**Что требуется:**
1 – Какую изданную Академией Наук книгу, согласно отрывку о русском сектантстве, полностью раскупили сектанты?
2 – Выведите без изменений строки записей между строкой с «task: segment the rippled texture» и строкой с «M 245 162 L 244 36 L 58 28 L 59 171 Z» включительно.

**Фрагмент текста:**
··········
Виктор Чернов - Записки социалиста-революционера (Книга 1)
Мне уже тогда приходилось задумываться над трагедией русского сектанства. Ведь, это в сущности было нашей отечественной реформацией, опоздавшей родиться. После освобождения крестьян, в особенности с семидесятых годов, сектантское движение переживало сильный подъем; но оно беспомощно билось в узах самобытного мужицкого примитивизма. Не было к его услугам интеллигенции, которая всю силу своей новаторской мысли отдала бы этому движению, возглавив его собою "Властителями дум" интеллигенции были учителя и учения, уходившие далеко от старой религиозности Один Лев Толстой создавал что-то свое, но его Бог был так абстрактен, его вера до такой степени опорожнена от всякой конкретной теологической и космогонической мифологии, что абсолютно не давала никакой пищи религиозной фантазии Без захватывающих и поражающих воображение образов, это чисто головное построение еще могло быть прибежищем для развившей вкус к метафизике интеллигенции, но для более конкретного ума простолюдина {304} специфически-религиозная сторона толстовства была слишком безвинна и пуста, и оно воспринималась либо как чисто-моральное учение, либо было этапом к полному неверию. И только когда волна сектантского движения уже спала и на первый план в деревне выдвинулись чисто-светские мотивы социального порядка, в особенности аграрные - верующая часть интеллигенции спохватилась. Тогда-то на почве интеллектуальной и общеполитической реакции, возникли запоздалые поиски всех этих "христиан третьего завета" и тому подобных реставраторов религиозного мышления, Булгаковых, Эрнов, Свенцицких, Мережковских и т. п. Но не этой тепличной, оранжерейной религиозности усталых и пресыщенных эстетов и любомудров была по плечу задача слияния с дико растущей, элементарной, ядреной стихией потугов мужицкого религиозного мышления. Пропасть была слишком велика. Гораздо роднее сектантам были религиозные сектаторы Запада старинных времен. Так, изданная Академией Наук, редкая книжка чешского реформатора Хельчицкого: "Сеть Веры", с ее яростными Филиппинами против государей и пошедшей к ним на службу церкви, была вся раскуплена сектантами; я встречал ее у всех крупных молокан. Социальные мотивы таборитского движения, отразившиеся в ней, были близки серцам крестьян не менее, чем ее религиозная непосредственность.
Религиозная реформация "блазированной" русской интеллигенции должна была зачахнуть от анемии в четырех стенах литературных салонов, как штаб без армии; а религиозная реформация мужика - армия без штаба - была обречена на истощение от того, что все самое энергичное в этой среде {305} неминуемо должно было перехватываться чуждающимся религии революционным движением.
··········
**Извлечённые записи:**
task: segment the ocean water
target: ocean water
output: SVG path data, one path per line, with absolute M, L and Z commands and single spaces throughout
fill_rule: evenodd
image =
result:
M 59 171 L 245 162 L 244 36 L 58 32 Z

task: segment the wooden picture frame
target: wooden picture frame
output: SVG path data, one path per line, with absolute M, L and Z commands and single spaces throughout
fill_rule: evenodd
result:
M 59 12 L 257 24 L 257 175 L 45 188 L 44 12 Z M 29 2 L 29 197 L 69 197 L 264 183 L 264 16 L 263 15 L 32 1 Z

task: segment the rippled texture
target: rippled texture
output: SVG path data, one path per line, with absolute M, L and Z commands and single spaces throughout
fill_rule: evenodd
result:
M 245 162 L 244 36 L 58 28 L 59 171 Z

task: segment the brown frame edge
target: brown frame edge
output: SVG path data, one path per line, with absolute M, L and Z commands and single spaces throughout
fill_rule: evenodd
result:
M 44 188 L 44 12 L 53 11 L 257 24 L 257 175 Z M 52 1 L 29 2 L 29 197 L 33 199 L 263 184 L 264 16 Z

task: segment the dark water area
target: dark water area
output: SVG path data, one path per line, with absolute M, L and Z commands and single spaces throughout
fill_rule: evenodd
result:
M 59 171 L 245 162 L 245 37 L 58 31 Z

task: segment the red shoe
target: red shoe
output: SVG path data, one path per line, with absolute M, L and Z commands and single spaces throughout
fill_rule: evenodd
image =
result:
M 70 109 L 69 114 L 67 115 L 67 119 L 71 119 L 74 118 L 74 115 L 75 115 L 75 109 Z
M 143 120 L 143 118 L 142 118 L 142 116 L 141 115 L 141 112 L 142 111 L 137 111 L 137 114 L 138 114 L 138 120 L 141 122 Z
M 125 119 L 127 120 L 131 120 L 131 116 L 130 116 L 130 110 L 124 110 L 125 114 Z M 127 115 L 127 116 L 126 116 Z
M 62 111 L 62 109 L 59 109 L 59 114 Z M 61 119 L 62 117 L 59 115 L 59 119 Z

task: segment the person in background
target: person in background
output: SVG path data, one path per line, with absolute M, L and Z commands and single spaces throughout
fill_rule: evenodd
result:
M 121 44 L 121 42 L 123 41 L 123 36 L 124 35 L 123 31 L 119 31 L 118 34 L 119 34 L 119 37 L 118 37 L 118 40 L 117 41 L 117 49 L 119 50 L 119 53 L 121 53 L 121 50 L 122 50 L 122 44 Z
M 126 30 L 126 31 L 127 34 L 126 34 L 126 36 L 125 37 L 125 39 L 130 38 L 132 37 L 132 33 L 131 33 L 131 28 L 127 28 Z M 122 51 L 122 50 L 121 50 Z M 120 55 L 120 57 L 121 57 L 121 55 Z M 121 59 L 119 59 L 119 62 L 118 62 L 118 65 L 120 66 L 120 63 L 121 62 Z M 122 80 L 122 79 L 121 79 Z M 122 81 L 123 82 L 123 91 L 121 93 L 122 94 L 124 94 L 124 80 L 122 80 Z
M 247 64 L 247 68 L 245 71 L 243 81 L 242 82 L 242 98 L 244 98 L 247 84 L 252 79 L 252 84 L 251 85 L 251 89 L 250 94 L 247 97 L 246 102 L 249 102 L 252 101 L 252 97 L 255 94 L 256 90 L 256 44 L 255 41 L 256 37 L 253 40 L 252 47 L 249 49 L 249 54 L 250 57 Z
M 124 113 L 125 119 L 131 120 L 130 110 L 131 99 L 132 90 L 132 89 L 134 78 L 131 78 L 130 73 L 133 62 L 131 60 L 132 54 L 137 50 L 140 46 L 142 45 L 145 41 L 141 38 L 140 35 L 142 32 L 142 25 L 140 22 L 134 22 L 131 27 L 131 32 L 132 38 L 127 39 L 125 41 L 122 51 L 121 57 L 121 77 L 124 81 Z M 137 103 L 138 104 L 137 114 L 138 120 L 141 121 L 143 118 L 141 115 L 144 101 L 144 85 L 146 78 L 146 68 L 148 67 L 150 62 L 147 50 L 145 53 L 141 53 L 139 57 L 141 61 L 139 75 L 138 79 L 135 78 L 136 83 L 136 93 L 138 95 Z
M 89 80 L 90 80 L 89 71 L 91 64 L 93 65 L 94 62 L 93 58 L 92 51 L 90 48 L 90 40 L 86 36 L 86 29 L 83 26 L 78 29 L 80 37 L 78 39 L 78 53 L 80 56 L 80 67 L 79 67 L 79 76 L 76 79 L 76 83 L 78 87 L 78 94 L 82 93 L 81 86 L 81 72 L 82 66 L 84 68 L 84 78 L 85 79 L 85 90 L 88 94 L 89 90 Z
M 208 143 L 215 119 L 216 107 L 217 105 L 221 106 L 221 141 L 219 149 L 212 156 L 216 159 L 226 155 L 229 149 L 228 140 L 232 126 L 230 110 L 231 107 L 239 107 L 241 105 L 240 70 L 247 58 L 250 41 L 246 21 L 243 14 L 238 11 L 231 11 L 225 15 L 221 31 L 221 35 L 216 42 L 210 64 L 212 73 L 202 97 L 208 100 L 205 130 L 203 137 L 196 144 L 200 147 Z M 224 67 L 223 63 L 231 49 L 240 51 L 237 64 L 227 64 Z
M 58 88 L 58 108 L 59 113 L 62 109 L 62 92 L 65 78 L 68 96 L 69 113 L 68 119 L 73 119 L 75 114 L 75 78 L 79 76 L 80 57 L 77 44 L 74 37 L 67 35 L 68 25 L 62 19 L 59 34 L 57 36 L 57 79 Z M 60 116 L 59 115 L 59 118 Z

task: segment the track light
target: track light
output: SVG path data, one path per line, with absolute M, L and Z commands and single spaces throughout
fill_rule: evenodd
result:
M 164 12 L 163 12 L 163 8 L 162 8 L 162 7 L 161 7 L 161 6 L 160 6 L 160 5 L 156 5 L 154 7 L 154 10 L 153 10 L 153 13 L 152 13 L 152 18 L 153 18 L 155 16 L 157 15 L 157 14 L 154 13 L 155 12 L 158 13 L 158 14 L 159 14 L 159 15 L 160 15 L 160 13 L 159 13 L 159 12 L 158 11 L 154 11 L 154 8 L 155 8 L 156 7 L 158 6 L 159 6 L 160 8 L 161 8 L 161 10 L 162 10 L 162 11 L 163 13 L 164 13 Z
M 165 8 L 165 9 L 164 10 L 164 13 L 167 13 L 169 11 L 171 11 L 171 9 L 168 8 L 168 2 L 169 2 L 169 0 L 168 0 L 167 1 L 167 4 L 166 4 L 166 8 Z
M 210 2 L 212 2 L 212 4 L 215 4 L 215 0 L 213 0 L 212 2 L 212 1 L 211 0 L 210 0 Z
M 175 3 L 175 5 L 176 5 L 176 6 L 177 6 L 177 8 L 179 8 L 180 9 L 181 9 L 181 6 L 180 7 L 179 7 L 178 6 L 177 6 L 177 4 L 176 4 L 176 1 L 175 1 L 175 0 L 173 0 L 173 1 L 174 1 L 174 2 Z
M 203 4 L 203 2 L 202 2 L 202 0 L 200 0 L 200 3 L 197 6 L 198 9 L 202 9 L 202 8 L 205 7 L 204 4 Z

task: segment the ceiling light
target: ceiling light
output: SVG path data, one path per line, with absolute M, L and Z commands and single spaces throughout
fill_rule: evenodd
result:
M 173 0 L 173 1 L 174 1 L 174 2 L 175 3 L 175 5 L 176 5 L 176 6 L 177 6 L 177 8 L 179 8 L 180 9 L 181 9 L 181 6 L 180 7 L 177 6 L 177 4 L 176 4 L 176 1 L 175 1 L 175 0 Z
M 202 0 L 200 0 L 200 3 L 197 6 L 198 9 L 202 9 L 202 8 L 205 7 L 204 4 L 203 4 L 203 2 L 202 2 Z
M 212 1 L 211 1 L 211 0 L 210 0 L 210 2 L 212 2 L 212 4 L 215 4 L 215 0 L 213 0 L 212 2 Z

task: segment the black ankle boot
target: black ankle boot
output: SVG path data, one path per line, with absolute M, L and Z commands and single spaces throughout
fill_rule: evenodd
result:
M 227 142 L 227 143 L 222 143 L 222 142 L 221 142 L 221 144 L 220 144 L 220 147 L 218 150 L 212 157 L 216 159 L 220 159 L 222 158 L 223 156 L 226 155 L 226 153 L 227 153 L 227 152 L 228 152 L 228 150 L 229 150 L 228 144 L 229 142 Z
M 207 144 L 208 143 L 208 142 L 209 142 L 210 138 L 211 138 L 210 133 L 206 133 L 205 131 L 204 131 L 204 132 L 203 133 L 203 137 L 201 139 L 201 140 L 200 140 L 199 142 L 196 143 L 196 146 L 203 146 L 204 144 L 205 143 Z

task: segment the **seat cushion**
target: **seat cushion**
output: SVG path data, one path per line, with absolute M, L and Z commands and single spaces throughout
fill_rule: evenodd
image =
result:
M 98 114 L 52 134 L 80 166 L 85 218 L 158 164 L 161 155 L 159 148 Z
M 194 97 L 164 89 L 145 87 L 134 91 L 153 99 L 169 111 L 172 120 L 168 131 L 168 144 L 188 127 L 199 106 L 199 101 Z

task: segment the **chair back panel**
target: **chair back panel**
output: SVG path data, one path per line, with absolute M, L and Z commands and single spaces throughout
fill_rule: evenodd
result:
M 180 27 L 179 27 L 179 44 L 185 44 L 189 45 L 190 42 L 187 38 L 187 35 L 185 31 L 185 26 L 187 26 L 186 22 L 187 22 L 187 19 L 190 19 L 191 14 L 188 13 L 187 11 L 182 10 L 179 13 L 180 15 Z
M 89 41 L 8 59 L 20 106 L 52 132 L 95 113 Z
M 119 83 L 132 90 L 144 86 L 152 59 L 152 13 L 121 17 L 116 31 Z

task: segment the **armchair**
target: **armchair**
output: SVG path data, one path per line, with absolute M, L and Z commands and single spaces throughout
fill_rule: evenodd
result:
··········
**Ответы по заданиям:**
1 – «Сеть Веры» чешского реформатора Хельчицкого.

2 –
task: segment the rippled texture
target: rippled texture
output: SVG path data, one path per line, with absolute M, L and Z commands and single spaces throughout
fill_rule: evenodd
result:
M 245 162 L 244 36 L 58 28 L 59 171 Z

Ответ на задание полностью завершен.